Now more than ever, complex, fast-evolving markets and systems demand advanced capabilities for sensing value-based innovation, growth and transformation opportunities, for designing adaptive organisations, strategy and value propositions, and for sustaining value-creation through continuous learning and renewal.
To realise higher value, companies and organisations can no longer rely on limited disease-based reductionist thinking, on narrow outcome-over-cost measures of value, on technology-driven innovation, on piecemeal ideas-first methods or on serendipitous, safe-to-fail experimentation.
In short, a new, more expansive ecosystem perspective of value is needed — one that achieves higher forms of systemic value on a more sustained, viable and adaptive basis.
What is ecosystem value?
But what is ecosystem value? How does it differ from established perspectives on value in health, and what are they? How do existing beliefs influence how health value is created and evaluated by various stakeholders? How can we better understand and overcome current assumptions to discover alternative, more transformative and longer-term paths for ecosystem value-creation?
This paper addresses these questions. In it, I define four varieties of value in health and care. I describe their defining elements and mechanisms and, using an example from industry, I outline a roadmap for co-creating health ecosystem value.
Read on to discover a new perspective for advancing value in health and care, for an exploration of novel value-creation possibilities, and to gain new insight in how to realise and continuously nurture value contextually, sustainably … and ECOsystemically.

## [The task]
From the text on ecosystem value in health, output the part between "To realise higher" and "serendipitous, safe-to-fail experimentation.", inclusive, copied word for word. The lines that follow are separate material and are not connected to the text on ecosystem value in health.

## [Supplied data]
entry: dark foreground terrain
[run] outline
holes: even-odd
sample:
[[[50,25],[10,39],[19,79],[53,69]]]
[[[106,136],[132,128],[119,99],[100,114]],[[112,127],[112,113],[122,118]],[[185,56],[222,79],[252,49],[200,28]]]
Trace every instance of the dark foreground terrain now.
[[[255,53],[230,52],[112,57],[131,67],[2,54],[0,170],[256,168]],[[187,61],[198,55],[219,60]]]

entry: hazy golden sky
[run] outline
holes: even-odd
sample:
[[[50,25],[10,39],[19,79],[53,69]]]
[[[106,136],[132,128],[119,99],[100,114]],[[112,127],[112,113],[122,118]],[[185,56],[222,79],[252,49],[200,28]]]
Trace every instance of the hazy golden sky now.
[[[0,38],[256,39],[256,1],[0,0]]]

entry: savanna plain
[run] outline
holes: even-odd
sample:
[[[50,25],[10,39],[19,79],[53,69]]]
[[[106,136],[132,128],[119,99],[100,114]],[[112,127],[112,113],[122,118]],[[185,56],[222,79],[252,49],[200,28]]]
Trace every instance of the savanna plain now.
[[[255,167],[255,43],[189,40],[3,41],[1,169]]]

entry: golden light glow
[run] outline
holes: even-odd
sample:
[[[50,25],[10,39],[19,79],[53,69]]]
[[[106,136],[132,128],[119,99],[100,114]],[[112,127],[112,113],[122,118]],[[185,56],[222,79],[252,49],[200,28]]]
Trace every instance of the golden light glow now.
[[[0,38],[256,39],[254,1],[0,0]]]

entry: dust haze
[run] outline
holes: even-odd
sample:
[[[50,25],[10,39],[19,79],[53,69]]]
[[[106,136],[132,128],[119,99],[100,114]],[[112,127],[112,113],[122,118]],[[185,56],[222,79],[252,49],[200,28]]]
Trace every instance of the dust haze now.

## [Task solution]
To realise higher value, companies and organisations can no longer rely on limited disease-based reductionist thinking, on narrow outcome-over-cost measures of value, on technology-driven innovation, on piecemeal ideas-first methods or on serendipitous, safe-to-fail experimentation.